Work to be completed =>
Line by line, copy the entries exactly, excluding the pictures.
** Opening Provided data block **
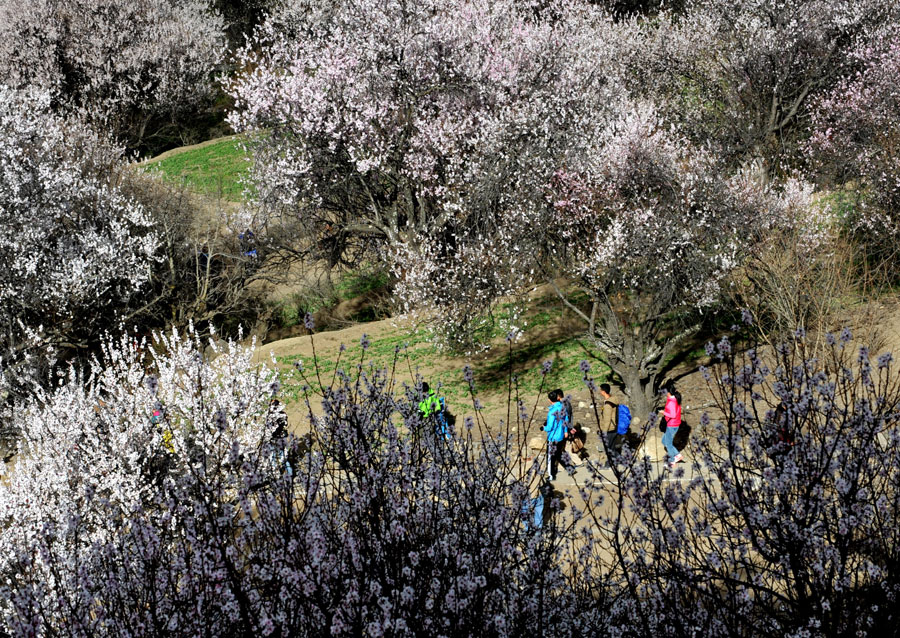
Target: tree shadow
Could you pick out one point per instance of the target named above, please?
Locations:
(682, 437)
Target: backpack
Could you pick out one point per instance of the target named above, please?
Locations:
(623, 419)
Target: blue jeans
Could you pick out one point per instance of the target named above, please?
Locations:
(668, 437)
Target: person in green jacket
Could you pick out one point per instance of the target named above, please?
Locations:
(431, 408)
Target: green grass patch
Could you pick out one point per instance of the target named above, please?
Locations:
(216, 169)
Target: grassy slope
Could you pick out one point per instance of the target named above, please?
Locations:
(214, 168)
(551, 335)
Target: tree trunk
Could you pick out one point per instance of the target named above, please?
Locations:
(639, 388)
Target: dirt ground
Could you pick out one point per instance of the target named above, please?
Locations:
(883, 332)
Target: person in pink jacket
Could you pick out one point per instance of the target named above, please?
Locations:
(672, 415)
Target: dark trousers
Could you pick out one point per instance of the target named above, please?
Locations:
(554, 454)
(614, 442)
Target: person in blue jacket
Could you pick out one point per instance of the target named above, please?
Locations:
(557, 427)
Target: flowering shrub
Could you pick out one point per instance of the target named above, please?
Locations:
(783, 520)
(75, 248)
(745, 75)
(423, 130)
(855, 136)
(121, 63)
(151, 497)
** Closing Provided data block **
Problem solution =>
Target: tree shadow
Could you pick out one point per instance of the target named above, please?
Locations:
(682, 437)
Target: backpack
Could you pick out one point per instance of the target named above, please?
Locations:
(623, 419)
Target: blue jeans
Could you pick out one point per instance of the target named above, please?
Locations:
(668, 437)
Target: person in green jacket
Could you pick out one point per instance of the target named above, please?
Locations:
(431, 408)
Target: green grass patch
Could you pick out one point per instance of the target named above, please?
Locations:
(216, 169)
Target: grassy slope
Could you pick out one point per instance of the target named above, please?
Locations:
(214, 168)
(551, 335)
Target: tree trunk
Could you pick out one point per instance of the target named above, please?
Locations:
(639, 388)
Target: dirt ground
Could you pick out one point per instance of the target named above, please?
Locations:
(883, 332)
Target: person in pink jacket
Could you pick out one point per instance of the target named above, please?
Locations:
(672, 415)
Target: dark trousers
Could you pick out one point per instance of the target named above, please?
Locations:
(554, 454)
(614, 442)
Target: person in blue jacket
Could you pick out one point per instance of the target named above, please?
Locations:
(557, 427)
Target: flowering shrub
Could you pick out one point per instance of the target named above, please?
Locations:
(783, 520)
(75, 248)
(745, 75)
(423, 130)
(855, 136)
(121, 63)
(151, 497)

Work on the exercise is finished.